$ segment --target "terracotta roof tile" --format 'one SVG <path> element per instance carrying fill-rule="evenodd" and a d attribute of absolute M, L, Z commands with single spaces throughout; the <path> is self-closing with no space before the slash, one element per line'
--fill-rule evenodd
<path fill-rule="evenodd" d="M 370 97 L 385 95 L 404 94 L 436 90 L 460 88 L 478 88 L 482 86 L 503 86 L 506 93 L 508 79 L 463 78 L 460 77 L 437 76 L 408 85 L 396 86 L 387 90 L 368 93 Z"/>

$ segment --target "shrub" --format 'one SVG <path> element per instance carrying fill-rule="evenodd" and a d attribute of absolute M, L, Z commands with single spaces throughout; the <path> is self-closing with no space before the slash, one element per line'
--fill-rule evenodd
● ● ●
Please format the material above as a Markdown table with two columns, Row and Material line, giving each non-blank line its own numbered row.

| Row | Material line |
|---|---|
| 1 | $ segment --target "terracotta roof tile" --format 'one SVG <path> element per instance carrying fill-rule="evenodd" and a d attribute of absolute M, L, Z commands with single spaces throughout; the <path> is self-closing with no space before the slash, one element per line' |
| 2 | --fill-rule evenodd |
| 3 | <path fill-rule="evenodd" d="M 370 97 L 385 95 L 404 94 L 436 90 L 460 88 L 478 88 L 482 86 L 503 86 L 506 93 L 508 79 L 463 78 L 460 77 L 437 76 L 408 85 L 396 86 L 387 90 L 368 93 Z"/> |
| 4 | $ segment --target "shrub" --format 'one SVG <path> element per instance carrying fill-rule="evenodd" and a d attribute of absolute M, L, Z commands with single spaces throughout; the <path> is self-closing with no space before the slash, one element per line' |
| 5 | --fill-rule evenodd |